─── Available data ───

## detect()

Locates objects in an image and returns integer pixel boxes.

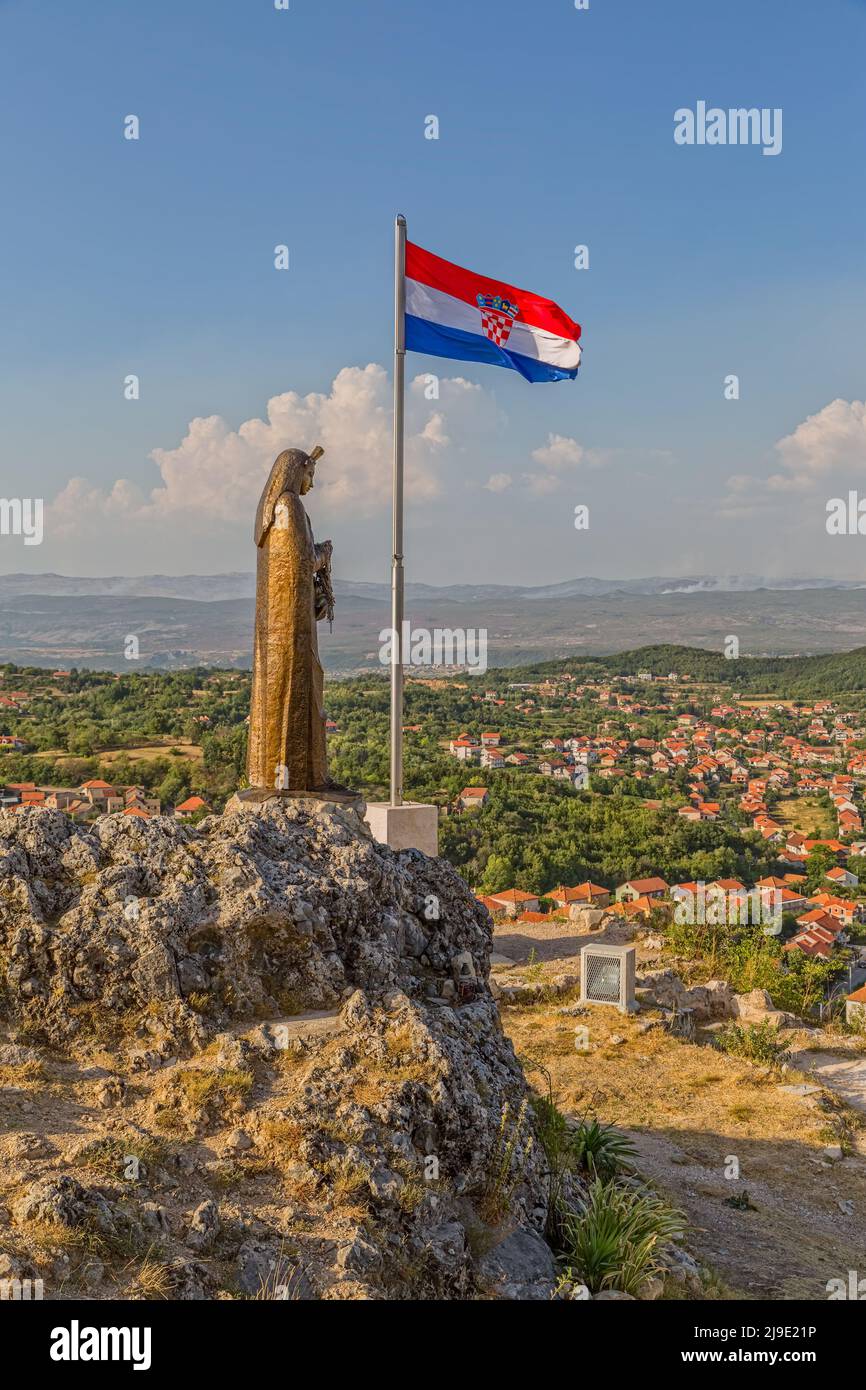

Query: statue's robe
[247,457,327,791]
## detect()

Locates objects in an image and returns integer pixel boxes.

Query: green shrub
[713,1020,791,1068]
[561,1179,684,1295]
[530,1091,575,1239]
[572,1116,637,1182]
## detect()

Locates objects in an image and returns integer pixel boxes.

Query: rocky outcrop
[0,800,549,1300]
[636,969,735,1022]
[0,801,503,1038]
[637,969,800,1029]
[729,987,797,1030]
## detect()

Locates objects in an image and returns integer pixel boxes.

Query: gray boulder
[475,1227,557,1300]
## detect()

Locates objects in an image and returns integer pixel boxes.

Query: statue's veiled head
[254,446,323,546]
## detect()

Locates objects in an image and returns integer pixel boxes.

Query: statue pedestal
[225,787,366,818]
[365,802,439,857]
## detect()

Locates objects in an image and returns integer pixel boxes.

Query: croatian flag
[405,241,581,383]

───

Work task: Your answer must be an exact transcription of the lines from the one containing "Query: statue pedestal" through the last line of the records above, and nothing else.

Task response:
Query: statue pedestal
[225,787,366,818]
[365,802,439,857]
## detect()

Locates objects in an image and returns integer pixel boxes.

Query: croatian flag
[405,241,581,383]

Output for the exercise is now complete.